## PROBLEM DETAILS
Reproduce the records exactly.

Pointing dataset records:
************

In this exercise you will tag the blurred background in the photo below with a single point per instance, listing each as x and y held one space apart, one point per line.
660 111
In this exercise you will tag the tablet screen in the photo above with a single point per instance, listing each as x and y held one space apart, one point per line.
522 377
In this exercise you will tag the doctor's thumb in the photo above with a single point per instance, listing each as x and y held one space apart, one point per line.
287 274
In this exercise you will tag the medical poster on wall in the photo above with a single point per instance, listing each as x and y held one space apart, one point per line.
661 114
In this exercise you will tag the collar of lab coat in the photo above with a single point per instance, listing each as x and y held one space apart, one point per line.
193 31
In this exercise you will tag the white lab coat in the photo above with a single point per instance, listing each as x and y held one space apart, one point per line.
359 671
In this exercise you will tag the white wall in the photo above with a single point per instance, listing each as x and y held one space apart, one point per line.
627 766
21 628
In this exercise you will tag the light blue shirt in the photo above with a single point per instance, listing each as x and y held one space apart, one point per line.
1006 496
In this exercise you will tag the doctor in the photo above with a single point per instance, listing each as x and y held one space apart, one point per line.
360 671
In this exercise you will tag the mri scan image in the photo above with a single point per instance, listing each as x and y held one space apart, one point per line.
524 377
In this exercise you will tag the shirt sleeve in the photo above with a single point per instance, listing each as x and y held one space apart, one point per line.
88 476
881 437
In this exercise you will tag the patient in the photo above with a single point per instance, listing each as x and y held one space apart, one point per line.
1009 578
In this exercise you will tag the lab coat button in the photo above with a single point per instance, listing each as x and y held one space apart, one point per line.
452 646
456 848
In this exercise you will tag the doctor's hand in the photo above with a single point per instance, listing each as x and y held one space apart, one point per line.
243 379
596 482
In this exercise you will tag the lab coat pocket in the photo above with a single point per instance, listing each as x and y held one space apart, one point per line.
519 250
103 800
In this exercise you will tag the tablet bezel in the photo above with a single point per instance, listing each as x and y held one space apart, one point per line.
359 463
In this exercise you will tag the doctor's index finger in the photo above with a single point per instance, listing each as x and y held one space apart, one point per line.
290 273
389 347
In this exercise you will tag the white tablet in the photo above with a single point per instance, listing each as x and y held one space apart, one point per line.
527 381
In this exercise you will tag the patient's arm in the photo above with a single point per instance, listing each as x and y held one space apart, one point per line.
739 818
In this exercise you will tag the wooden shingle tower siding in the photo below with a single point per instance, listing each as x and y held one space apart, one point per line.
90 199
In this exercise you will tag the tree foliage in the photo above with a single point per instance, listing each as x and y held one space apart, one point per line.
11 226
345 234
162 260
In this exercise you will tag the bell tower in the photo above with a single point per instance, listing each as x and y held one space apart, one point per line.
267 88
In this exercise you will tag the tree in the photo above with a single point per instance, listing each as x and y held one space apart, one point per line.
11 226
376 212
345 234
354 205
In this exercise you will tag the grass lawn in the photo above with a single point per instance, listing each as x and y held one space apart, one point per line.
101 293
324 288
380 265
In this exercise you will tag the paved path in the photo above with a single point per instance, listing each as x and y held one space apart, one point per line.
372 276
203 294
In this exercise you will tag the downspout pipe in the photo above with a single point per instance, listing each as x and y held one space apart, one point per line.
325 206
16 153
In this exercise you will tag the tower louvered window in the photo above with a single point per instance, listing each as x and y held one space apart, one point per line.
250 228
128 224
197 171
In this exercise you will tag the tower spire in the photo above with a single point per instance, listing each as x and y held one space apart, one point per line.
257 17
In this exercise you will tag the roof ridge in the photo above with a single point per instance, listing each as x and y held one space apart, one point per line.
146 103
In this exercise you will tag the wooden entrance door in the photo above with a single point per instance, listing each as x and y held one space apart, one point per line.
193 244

************

## SOLUTION
In this exercise you will tag the blurred background in the photo below with a single point per instance, listing each as x and y held one space apart, one point per line.
660 111
In this exercise you will tag the tablet screen in the photo above with a single point per instance, listing each as x and y held one space apart, one point per line.
522 377
In this exercise you will tag the doctor's thumb in the photo above with a single point per instance, listing each as x and y held one space apart, one point per line.
287 274
In this exercise you will tag the medical poster on wall in the photo above with a single point per instance, listing each as x and y held one space apart, one point per line.
661 114
In this exercise you will tag the collar of lab coat in the photo above with a single point per instance, listing each as x and y held one space apart, one point per line.
193 31
In this exercise you will tag the white lab coat in the photo above with a single point per instance, listing each as x and y held one space apart, one point per line.
359 671
In this exercise you will tag the white wall in the photo above with a single point per instance, listing each as x and y held one space apart, one point per line.
627 766
21 628
In this exercise you will tag the light blue shirt in the photo above with a single point per instance, listing each as x and y held one space apart, one point per line.
1006 496
In this exercise you will tag the doctor in the photo above with a single point per instance, listing each as x and y held one space apart, one point per line.
360 671
In this exercise you will tag the mri scan image in the photo above with a single point per instance, listing each as x and y held one space apart, one point per line.
524 377
In this exercise you will tag the shirt sleeve in the photo above with a single point per instance, listing each as x and y held one space apart, one point per line.
88 476
881 437
In this exercise you will tag the patient in the photo above with a single point per instance, listing each as x and y held one space apart, one point per line.
1009 578
In this exercise you will tag the lab coat button in the photo above with a single point per instance, listing each as x and y held one space apart, one point per line.
452 646
456 848
In this exercise you will tag the doctor's hand in the photo above with a single point per instance, listing each as x and y held one space apart, one point per line.
243 379
596 482
In this exercise you will tag the lab coat pocket in the photo above with a single point per instance, listing each as x and y held one space apart, one point per line.
519 250
103 800
In this exercise you will tag the tablet bezel in the photo above with a single point per instance, listing each as x and y held one space apart, one point per line.
359 463
In this exercise you will tag the doctor's index finger in the photo above with a single point per instance, listing each as x and y held one space apart, one point per line.
290 273
389 347
In this exercise you will tag the white tablet in the photo above with a single point per instance, listing each as x and y held one space apart, one point per line.
527 381
In this exercise you will tag the patient's arm in the photo above with a single point per instance, listing each as x and y held one space apart, one point per line.
739 818
In this exercise you will tag the wooden shingle tower siding in the photo below with a single point per instance, listing each as x and y held one space apart, one point per line.
90 199
In this exercise you will tag the tree foliage in the photo above with a single point per instance, listing each as x and y held one space apart, one point per line.
11 226
345 234
162 260
In this exercise you will tag the bell tower in the photo above with a single point per instance, listing each as x and y held one space apart, one point per line.
267 88
In this exercise you will tag the tree in the photo above with a single point per instance, listing each as x and y held one space apart, one point per line.
11 226
376 212
345 234
354 205
In this exercise you will tag the grass lawn in the photo above with a single point per instance, listing each as x and y held one space apart, one point per line.
101 293
324 288
380 265
In this exercise you will tag the paved path in the photo above with a single point per instance, listing each as x and y held one space apart, one point per line.
372 276
203 294
In this exercise you will tag the downspout pipe in the photo above with a single point per instance, listing each as x and y held one space apart, one point per line.
325 206
16 153
In this exercise you will tag the tower louvered window in the photo above with a single point per instance, listing each as x and y held one space apart, one point per line.
250 228
128 224
197 171
In this exercise you will tag the tower spire in the photo above with a single point per instance, listing each as x and y held one space apart, one point per line.
257 17
In this exercise you will tag the roof ridge in the photo above with a single point per instance, listing each as x and y held one space apart, one point per line.
146 103
In this exercise you will tag the wooden entrance door in the photo above with a single point per instance, listing each as x and y held one space apart, one point per line.
193 244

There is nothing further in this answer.